Goal of the exercise »
Reproduce the records below exactly as shown.

+++ Supplied material

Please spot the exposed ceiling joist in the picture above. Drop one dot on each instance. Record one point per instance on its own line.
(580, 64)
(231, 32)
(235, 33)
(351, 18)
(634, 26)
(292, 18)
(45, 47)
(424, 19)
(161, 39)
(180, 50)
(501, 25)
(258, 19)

++++++

Response to this exercise »
Please spot the exposed ceiling joist in the picture above. Drop one dot on each instance. Record one point per instance on its own line.
(580, 64)
(231, 32)
(235, 33)
(351, 18)
(634, 26)
(292, 18)
(45, 47)
(424, 19)
(161, 39)
(180, 50)
(501, 25)
(258, 19)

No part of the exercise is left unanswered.